- References:
Claim: “Models answered only 1 of 25 questions correctly using memorized parametric knowledge (Claude and GPT at 4%, Gemini at 0%)”
- Evidence quality: case-study (vendor-conducted)
- Assessment: This finding is credible in a narrow sense: specific numerical values from private investor decks and earnings reports would not appear in training data. It correctly identifies that frontier LLMs are not encyclopedias of current financial data. However, it’s not a novel finding — it’s well-established that LLMs require retrieval (RAG or tool use) for current factual lookups.
- Counter-argument: This framing is slightly misleading. No production financial AI system relies on parametric recall for live document values. The result proves that models need document context to answer document-specific questions — which practitioners already assume. Framing this as a “failure mode” conflates the absence of a design anti-pattern with a model limitation.
- References:
Claim: “Standard benchmarks don’t reflect real investor workflows”
- Evidence quality: opinion (expert reasoning, no controlled comparison to benchmark scores)
- Assessment: This claim is directionally correct and aligns with the broader benchmark saturation pattern documented in the catalog. GPT-5.4 scores ~84% on MMMU (multimodal benchmark) yet achieves 64% image-only on these financial tasks. The gap suggests benchmark conditions differ materially from messy real-world documents. However, the article does not formally compare its task set to any specific existing benchmark score.
- Counter-argument: “Real investor workflows” themselves vary enormously. A quant analyst’s workflow (structured data extraction from SEC XBRL filings) differs from an associate’s workflow (reading slide decks for qualitative signals). The article’s 25 tasks represent a particular slice — visual extraction + arithmetic — and may not generalize across all financial AI use cases.

Data records -
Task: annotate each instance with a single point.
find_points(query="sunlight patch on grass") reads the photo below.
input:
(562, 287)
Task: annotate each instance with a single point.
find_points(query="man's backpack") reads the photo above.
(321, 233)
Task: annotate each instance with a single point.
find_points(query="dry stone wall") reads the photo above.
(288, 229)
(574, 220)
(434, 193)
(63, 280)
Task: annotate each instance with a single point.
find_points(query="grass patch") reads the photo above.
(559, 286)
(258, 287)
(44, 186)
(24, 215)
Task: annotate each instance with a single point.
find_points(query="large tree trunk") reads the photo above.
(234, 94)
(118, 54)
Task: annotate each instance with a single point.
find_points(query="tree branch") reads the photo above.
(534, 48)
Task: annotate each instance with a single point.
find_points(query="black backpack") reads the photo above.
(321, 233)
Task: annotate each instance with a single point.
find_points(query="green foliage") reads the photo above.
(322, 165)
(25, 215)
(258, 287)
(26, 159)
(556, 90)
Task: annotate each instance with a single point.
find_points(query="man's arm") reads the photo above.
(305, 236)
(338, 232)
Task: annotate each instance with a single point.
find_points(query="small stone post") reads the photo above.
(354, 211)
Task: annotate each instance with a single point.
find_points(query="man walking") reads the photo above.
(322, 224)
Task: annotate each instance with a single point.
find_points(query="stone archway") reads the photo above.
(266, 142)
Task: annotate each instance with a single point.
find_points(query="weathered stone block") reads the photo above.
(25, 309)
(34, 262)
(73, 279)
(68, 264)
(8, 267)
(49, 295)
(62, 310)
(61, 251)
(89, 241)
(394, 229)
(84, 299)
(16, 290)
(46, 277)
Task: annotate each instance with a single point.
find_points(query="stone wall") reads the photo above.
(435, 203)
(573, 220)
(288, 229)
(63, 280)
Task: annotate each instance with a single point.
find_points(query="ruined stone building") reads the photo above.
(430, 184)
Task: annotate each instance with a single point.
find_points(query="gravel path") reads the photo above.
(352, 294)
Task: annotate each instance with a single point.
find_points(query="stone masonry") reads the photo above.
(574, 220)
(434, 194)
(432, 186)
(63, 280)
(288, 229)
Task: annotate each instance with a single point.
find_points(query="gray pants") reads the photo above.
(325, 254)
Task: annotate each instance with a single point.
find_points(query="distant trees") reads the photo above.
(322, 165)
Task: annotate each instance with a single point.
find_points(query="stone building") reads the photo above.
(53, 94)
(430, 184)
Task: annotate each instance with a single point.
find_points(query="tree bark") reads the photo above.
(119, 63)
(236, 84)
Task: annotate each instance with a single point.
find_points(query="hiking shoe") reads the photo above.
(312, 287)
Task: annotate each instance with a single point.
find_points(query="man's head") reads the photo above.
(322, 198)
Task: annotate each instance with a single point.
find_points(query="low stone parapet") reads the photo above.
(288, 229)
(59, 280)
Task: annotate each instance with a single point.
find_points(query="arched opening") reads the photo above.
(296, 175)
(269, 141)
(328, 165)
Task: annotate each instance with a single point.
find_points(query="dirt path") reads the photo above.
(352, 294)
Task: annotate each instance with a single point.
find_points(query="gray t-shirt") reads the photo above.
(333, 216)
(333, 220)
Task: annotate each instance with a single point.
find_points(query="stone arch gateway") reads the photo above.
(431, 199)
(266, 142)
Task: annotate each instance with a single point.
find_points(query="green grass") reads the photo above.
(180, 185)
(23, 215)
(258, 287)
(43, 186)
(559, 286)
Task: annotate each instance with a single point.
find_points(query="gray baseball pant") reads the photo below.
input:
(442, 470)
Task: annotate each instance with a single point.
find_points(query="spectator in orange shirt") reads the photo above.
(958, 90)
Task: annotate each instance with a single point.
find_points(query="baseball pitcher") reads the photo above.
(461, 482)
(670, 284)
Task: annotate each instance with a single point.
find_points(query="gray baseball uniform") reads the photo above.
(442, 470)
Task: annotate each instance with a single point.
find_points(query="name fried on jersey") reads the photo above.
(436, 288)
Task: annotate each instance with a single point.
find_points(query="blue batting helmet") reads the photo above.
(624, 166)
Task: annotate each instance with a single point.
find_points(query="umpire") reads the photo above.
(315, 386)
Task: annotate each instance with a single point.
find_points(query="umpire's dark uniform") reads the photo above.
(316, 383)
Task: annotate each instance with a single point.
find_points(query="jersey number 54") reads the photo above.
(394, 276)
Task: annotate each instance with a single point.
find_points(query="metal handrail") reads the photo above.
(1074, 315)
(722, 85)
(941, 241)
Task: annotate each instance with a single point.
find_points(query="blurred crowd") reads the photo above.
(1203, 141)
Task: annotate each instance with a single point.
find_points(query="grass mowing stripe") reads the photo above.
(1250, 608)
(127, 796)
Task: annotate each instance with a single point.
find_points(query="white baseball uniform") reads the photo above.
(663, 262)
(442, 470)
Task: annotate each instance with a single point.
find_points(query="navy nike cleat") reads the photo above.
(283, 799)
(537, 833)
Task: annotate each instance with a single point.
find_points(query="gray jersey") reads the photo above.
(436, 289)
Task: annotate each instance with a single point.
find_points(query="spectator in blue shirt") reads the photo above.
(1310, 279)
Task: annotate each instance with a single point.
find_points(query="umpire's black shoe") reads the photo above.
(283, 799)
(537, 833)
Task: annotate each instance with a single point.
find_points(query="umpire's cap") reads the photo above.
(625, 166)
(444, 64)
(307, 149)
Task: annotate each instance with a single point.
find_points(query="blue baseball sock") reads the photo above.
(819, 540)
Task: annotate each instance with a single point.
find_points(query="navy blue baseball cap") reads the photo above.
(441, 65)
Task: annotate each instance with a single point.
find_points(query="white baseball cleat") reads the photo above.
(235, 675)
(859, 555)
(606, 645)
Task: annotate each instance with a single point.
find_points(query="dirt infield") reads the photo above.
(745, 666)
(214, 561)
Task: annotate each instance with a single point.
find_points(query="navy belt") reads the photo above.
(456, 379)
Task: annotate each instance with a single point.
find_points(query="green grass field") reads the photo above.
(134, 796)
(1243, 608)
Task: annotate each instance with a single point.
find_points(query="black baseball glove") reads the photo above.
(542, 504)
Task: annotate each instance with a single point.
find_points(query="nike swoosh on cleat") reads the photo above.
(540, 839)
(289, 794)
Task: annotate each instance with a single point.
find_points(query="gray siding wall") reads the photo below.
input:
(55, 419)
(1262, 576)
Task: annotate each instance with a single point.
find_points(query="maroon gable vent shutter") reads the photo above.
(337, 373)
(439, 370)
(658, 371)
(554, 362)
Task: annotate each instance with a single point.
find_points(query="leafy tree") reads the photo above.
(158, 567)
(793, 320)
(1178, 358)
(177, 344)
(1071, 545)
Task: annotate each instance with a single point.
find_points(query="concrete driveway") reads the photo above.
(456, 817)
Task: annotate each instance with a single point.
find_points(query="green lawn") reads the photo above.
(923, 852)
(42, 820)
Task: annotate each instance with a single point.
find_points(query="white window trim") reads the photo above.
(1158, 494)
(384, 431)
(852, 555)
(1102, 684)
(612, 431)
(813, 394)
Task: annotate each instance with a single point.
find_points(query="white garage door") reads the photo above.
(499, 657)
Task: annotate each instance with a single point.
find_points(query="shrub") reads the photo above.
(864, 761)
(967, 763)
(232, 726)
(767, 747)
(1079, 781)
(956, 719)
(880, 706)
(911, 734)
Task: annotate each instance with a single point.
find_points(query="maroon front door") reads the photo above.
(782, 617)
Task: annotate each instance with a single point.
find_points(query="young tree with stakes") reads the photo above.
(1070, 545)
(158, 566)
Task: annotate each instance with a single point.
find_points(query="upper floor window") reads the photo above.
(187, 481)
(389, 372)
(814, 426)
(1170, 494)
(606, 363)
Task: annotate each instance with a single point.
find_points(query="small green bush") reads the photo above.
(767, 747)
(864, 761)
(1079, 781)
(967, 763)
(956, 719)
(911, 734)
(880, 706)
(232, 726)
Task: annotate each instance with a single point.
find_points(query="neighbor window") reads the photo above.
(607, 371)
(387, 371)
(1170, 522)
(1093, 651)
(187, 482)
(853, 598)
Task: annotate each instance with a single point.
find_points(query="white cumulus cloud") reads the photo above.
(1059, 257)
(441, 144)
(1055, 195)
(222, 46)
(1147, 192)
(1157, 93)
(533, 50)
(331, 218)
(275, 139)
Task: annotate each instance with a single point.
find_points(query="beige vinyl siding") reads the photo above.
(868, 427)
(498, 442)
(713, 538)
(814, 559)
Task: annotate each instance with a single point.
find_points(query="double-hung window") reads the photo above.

Questions on the material -
a - Copy out, word for word, the stretch of the review of financial AI claims from "- Assessment: This claim" through "AI use cases.".
b - Answer these questions from the review of financial AI claims:
(i) What score did Gemini get when relying on memorized knowledge?
(ii) Roughly what does GPT-5.4 score on MMMU?
(iii) What evidence quality is given for the claim that standard benchmarks don't reflect real investor workflows?
c - Continue the review of financial AI claims from its last line, keeping its format and tone.

Task answers -
a -
- Assessment: This claim is directionally correct and aligns with the broader benchmark saturation pattern documented in the catalog. GPT-5.4 scores ~84% on MMMU (multimodal benchmark) yet achieves 64% image-only on these financial tasks. The gap suggests benchmark conditions differ materially from messy real-world documents. However, the article does not formally compare its task set to any specific existing benchmark score.
- Counter-argument: “Real investor workflows” themselves vary enormously. A quant analyst’s workflow (structured data extraction from SEC XBRL filings) differs from an associate’s workflow (reading slide decks for qualitative signals). The article’s 25 tasks represent a particular slice — visual extraction + arithmetic — and may not generalize across all financial AI use cases.

b -
(i) 0%
(ii) About 84%
(iii) Opinion (expert reasoning, no controlled comparison to benchmark scores)

c -
- References:
Claim: “Two failure modes: visual extraction errors and reasoning failures”
- Evidence quality: case-study (qualitative categorization from 25 tasks)
- Assessment: The taxonomy is useful but coarse. “Visual extraction errors” (anchoring to wrong chart elements) and “reasoning failures” (applying incorrect financial operations) are real and documented. They map to known VLM failure modes: hallucination under visual ambiguity and domain calibration gaps in financial arithmetic. The evidence is qualitative categorization, not a systematic error analysis with confidence intervals.
- Counter-argument: Surge AI’s independent evaluation of frontier models on 200+ finance tasks identified six distinct failure modes — a richer taxonomy than the binary split presented here. Mercor’s two-category framing may compress real variation for narrative clarity. Operational failure categories include multi-step workflow breakdown, missing professional conventions, and framework misalignment — none of which map cleanly to either of Mercor’s two modes.
- References:
Credibility Assessment
- Author background: Saumya Chauhan, Ayushi Sinha, Chirag Mahapatra, and Abhi Kottamasu are listed as Mercor researchers. No independent academic or industry profiles are publicly available for these authors; they appear to be internal research/engineering staff.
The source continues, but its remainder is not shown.